What follows is a block of records; reproduce all of it verbatim.

(Excerpt from a dataset)
•••••

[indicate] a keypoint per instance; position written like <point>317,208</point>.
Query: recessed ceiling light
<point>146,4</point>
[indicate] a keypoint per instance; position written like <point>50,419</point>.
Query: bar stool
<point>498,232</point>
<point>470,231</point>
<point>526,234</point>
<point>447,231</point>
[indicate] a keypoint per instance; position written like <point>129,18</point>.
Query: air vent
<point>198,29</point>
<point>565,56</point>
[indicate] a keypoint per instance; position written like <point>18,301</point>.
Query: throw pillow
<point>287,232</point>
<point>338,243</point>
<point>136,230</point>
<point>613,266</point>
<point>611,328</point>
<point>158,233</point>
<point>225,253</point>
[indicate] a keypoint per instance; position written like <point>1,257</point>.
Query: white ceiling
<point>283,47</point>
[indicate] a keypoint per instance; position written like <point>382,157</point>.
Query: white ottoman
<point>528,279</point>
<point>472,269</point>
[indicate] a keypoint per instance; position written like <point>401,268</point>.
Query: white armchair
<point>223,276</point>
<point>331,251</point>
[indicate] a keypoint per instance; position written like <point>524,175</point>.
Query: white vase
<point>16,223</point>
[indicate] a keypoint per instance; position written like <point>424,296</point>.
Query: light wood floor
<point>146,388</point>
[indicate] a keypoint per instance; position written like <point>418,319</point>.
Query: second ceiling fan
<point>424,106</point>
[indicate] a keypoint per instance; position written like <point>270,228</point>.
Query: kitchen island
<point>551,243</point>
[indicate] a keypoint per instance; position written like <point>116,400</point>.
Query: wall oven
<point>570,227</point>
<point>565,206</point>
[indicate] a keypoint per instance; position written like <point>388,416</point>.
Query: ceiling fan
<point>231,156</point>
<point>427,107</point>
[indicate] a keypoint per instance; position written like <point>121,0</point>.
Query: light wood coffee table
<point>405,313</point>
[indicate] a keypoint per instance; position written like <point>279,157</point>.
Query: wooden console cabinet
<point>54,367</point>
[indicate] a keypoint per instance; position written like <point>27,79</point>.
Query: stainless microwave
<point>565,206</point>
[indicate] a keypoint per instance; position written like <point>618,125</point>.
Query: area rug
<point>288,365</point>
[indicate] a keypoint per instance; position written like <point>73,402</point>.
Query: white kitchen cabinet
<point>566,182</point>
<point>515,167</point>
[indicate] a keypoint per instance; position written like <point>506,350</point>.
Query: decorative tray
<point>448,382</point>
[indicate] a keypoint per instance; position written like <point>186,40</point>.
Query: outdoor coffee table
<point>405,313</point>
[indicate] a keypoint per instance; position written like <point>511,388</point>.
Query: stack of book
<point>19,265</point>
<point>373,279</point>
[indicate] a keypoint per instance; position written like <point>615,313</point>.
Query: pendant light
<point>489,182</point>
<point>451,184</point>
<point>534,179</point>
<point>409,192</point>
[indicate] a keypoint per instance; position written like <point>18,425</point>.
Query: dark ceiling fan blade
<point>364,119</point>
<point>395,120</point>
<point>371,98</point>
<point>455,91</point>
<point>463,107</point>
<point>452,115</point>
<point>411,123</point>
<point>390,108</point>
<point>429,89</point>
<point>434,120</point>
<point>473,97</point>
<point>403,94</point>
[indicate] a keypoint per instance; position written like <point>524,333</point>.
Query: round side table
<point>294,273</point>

•••••

[Written response]
[indicate] a keypoint per instance; position written like <point>317,208</point>.
Query: recessed ceiling light
<point>146,4</point>
[indicate] a keypoint per instance; position written like <point>50,419</point>.
Query: bar stool
<point>498,232</point>
<point>470,231</point>
<point>526,234</point>
<point>447,231</point>
[indicate] a keypoint per instance; position written like <point>129,18</point>.
Query: air vent
<point>198,29</point>
<point>565,56</point>
[indicate] a keypoint per instance; position written like <point>18,301</point>.
Query: throw pillow
<point>287,232</point>
<point>338,243</point>
<point>136,230</point>
<point>613,266</point>
<point>611,328</point>
<point>158,233</point>
<point>225,253</point>
[indicate] a keypoint per instance; position written like <point>1,257</point>.
Query: white ceiling
<point>283,47</point>
[indicate] a keypoint per instance; position written like <point>382,157</point>.
Query: white ottoman
<point>528,279</point>
<point>472,269</point>
[indicate] a keypoint per instance; position written like <point>401,268</point>.
Query: white armchair
<point>223,276</point>
<point>331,251</point>
[indicate] a keypoint per instance; position written like <point>524,175</point>.
Query: white vase
<point>16,223</point>
[indicate] a keypoint per instance; position written like <point>424,296</point>.
Query: light wood floor
<point>146,388</point>
[indicate] a keypoint per instance; position written like <point>418,319</point>.
Query: second ceiling fan
<point>424,106</point>
[indicate] a keypoint per instance; position written like <point>270,228</point>.
Query: kitchen island
<point>551,243</point>
[indicate] a keypoint per instance; position written like <point>116,400</point>.
Query: wall oven
<point>570,227</point>
<point>565,206</point>
[indicate] a keypoint per instance; position written like <point>388,416</point>.
Query: ceiling fan
<point>231,156</point>
<point>427,107</point>
[indicate] a keypoint per instance; position written like <point>121,0</point>.
Query: light wood coffee table
<point>405,313</point>
[indicate] a keypoint per instance; position written like <point>279,157</point>.
Query: wooden console cabinet
<point>54,367</point>
[indicate] a keypoint per instance; position written like <point>27,79</point>.
Query: stainless microwave
<point>565,206</point>
[indicate] a keypoint per instance; position written like <point>618,125</point>.
Query: area rug
<point>288,365</point>
[indicate] a keypoint per instance; position written like <point>73,402</point>.
Query: white kitchen cabinet
<point>566,182</point>
<point>515,167</point>
[indicate] a keypoint per instance; position written like <point>506,350</point>.
Query: decorative tray
<point>448,382</point>
[indicate] a keypoint per instance; position written like <point>186,40</point>.
Query: outdoor coffee table
<point>405,313</point>
[indicate] a keypoint per instance; position written like <point>511,388</point>.
Query: stack of book
<point>19,265</point>
<point>373,279</point>
[indicate] a keypoint per instance; position written like <point>615,313</point>.
Query: pendant light
<point>489,182</point>
<point>451,184</point>
<point>534,179</point>
<point>409,192</point>
[indicate] a keypoint per instance; position written like <point>18,425</point>.
Query: dark ceiling fan blade
<point>364,119</point>
<point>395,120</point>
<point>371,98</point>
<point>455,91</point>
<point>463,107</point>
<point>452,115</point>
<point>411,123</point>
<point>390,108</point>
<point>429,89</point>
<point>434,120</point>
<point>473,97</point>
<point>403,94</point>
[indicate] a keypoint per instance; position written like <point>524,333</point>.
Query: round side table
<point>294,273</point>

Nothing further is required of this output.